How Does Sleep Duration Effect Brain Development of Adolescents in the U.S.?

By Jessie Chen·
NeuroscienceDisease & Health

Original: Effects of sleep duration on neurocognitive development in early adolescents in the USA: a propensity score matched, longitudinal, observational study

Fan Nils Yang, Weizhen Xie, Ze Wang

Introduction

The phenomenon of a reduction in sleep duration is very commonly seen in recent generations of children. The purpose of this study is to investigate how insufficient sleep has impacted adolescents in the process of neuroconitive development, effecting their mental health, cognition, brain function and structure over the course of two years.

Methods

The study is based on large-scale data from the ongoing Adolescent Brain Cognitive Development study, including more than 8,000 eligible participants aged 9 to 10 years. These participants were separated into two groups, the sufficient sleep (SS) group and the insufficient sleep group (IS), based on a cutoff of 9 hours of sleep.

• _LIST OF TASKS_:
1. In the sleep study summary, what amount of sleep was used as the cutoff to split participants into two groups?
2. Please carry on the sleep study summary from its last sentence.
The rows have nothing to do with the sleep study summary.

• _SUPPLIED INFORMATION_:
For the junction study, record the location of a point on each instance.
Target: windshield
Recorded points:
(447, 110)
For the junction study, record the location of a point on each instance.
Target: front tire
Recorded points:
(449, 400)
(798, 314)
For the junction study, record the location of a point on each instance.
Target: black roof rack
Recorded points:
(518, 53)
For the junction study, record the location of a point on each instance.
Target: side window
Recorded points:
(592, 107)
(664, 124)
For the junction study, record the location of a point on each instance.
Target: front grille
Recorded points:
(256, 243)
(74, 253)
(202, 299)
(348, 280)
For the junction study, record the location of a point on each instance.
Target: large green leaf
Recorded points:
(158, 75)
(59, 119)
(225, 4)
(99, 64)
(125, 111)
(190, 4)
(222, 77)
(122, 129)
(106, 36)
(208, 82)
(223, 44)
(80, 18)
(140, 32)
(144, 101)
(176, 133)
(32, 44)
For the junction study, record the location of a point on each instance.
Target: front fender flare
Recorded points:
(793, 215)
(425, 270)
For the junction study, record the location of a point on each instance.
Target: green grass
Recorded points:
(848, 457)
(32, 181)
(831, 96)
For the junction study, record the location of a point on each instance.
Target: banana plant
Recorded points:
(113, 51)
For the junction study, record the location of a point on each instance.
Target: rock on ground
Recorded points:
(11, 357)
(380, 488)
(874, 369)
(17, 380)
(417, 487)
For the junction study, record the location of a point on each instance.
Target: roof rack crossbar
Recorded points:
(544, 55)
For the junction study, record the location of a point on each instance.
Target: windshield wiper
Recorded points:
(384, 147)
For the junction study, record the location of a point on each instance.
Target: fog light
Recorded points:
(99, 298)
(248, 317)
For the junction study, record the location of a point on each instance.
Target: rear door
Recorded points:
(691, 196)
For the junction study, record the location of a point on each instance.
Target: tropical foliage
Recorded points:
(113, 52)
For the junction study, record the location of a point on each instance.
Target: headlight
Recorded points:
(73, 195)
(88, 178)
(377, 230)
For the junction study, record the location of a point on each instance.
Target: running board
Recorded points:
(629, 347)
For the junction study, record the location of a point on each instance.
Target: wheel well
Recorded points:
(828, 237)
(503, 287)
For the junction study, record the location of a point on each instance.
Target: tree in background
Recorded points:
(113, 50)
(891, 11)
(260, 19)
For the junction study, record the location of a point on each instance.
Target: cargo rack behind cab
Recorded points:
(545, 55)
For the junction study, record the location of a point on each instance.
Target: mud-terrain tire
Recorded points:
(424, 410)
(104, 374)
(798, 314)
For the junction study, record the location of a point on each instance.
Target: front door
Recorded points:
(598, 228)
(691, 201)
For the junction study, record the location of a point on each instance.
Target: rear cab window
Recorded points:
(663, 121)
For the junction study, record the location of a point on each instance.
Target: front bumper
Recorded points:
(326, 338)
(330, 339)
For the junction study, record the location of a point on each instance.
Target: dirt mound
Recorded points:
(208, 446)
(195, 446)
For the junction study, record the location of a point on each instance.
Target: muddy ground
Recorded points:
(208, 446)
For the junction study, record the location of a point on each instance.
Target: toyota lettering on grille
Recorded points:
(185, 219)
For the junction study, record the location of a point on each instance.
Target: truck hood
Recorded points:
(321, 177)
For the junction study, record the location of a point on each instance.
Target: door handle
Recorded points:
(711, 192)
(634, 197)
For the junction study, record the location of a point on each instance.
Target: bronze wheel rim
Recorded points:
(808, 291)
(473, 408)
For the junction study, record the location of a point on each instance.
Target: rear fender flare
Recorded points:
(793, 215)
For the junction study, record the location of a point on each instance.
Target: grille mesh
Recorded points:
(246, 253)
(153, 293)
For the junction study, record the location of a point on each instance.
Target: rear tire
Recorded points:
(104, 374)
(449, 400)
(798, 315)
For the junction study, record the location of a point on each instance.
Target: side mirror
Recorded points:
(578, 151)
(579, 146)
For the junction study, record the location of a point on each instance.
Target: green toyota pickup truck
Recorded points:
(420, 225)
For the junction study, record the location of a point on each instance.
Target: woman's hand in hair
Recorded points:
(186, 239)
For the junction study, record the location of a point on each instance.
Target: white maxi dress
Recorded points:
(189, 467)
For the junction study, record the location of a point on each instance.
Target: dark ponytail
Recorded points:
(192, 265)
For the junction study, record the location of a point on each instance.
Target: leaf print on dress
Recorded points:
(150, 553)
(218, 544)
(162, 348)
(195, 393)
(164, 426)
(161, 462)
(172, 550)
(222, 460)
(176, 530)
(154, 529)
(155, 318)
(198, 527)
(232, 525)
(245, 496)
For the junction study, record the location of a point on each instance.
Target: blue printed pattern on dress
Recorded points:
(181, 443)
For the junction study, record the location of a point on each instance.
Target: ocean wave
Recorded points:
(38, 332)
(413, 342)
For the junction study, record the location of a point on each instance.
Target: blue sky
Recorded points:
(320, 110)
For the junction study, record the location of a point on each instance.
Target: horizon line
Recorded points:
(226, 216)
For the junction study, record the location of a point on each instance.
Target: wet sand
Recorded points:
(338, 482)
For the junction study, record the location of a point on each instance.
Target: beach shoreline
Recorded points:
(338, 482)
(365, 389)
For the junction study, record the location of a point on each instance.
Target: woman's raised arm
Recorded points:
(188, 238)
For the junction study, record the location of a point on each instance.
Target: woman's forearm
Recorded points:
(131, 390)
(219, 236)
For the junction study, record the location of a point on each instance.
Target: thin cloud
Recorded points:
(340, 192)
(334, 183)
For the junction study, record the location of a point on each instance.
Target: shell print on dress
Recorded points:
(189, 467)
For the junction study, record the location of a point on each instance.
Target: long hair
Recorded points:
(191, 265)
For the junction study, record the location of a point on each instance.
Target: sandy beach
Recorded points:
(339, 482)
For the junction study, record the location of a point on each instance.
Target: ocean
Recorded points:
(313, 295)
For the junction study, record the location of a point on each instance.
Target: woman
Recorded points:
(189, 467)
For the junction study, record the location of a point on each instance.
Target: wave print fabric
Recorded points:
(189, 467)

• _ANSWERS PER TASK_:
1. 9 hours of sleep.

2.
Using propensity score matching (PSM), the researchers matched pairs from these two groups of participants based on key covariates, such as sex, socioeconomic status, puberty status, etc. Measurements of this study include behavioral problems, mental health, cognition, structure, and resting-state functional brain measures, all accessed at baseline and after two years since the start of the experiment.

Results and Limitations

Results:

There is a total of 3,021 matched SS-IS pairs at baseline and 749 pairs at the end of the two-year course. Similar SS-IS differences in behavior and neural measures at both points in time are detected.

These results suggest that insufficient sleep is directly linked with impaired neurocognitive development. The researchers found that cortico-basal ganglia functional connections mediate the effects of insufficient sleep on depression, thought problems, and crystallized intelligence, etc.

Insufficient sleep was associated with small but significant differences in volume across brain regions at both the start of the experiment and the end of the follow-up. However, no significant differences were found in cortical thickness or white matter integrity, which suggests that gray matter volume is more sensitive to insufficient sleep.

Figure 1: The effects of insufficient sleep on brain structural measurements.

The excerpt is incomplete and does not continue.